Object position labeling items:

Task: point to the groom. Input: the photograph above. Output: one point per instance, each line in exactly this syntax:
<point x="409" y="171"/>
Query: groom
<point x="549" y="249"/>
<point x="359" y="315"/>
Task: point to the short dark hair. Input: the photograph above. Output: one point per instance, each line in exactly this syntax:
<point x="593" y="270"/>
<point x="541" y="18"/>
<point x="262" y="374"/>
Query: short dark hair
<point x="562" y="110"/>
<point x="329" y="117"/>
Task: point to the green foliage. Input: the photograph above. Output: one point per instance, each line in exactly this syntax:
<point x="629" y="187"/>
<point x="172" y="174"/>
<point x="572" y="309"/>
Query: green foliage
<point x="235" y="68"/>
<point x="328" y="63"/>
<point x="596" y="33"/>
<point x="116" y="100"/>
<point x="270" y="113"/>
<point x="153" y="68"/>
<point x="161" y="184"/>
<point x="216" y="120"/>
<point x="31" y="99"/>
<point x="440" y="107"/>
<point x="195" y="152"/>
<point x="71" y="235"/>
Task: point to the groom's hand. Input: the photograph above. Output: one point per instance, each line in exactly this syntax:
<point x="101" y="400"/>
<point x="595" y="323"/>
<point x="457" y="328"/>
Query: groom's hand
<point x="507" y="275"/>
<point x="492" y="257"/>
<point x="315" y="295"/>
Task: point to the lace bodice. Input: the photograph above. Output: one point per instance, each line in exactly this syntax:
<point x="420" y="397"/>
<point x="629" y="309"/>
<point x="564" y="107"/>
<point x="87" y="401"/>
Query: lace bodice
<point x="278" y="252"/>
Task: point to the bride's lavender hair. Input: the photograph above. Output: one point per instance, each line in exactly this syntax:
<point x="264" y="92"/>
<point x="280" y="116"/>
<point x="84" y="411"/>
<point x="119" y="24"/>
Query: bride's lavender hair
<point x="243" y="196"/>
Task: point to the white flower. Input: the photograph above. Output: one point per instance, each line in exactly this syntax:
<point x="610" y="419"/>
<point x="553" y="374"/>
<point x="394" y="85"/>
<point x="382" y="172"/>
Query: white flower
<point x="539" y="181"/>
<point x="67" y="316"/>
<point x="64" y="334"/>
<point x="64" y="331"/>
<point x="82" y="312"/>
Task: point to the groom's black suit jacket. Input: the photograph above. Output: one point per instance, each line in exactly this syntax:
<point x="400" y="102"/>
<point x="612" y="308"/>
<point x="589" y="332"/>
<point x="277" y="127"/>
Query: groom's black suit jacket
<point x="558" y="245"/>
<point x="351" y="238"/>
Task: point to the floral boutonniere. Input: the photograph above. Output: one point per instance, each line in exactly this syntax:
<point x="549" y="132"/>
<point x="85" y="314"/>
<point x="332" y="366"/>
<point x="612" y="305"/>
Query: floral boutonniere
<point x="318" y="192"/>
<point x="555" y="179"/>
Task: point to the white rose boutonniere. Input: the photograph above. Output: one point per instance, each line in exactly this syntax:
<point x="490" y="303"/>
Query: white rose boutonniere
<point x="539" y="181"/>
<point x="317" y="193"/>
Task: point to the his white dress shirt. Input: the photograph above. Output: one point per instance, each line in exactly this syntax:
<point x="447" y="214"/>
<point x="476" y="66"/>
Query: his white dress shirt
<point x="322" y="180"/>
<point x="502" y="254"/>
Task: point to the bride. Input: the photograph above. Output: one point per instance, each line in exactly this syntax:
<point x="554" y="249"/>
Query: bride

| WHAT THE TASK ASKS |
Pull out every line from the one containing "Task: point to the white rose" through the end of the items, both ends included, and reproduce each verbatim.

| OUTPUT BELOW |
Task: point to the white rose boutonniere. Input: the photograph above. Output: one point per instance, each line in exactly this syntax:
<point x="490" y="303"/>
Query: white rose boutonniere
<point x="539" y="181"/>
<point x="317" y="193"/>
Task: point to the his white dress shirt. Input: the photograph above. Output: one point per instance, each line in exactly this syntax:
<point x="447" y="214"/>
<point x="476" y="66"/>
Query: his white dress shirt
<point x="322" y="180"/>
<point x="502" y="254"/>
Task: point to the bride. Input: the photograph above. Output: one point per instance, each line in exactly this syntax:
<point x="554" y="249"/>
Query: bride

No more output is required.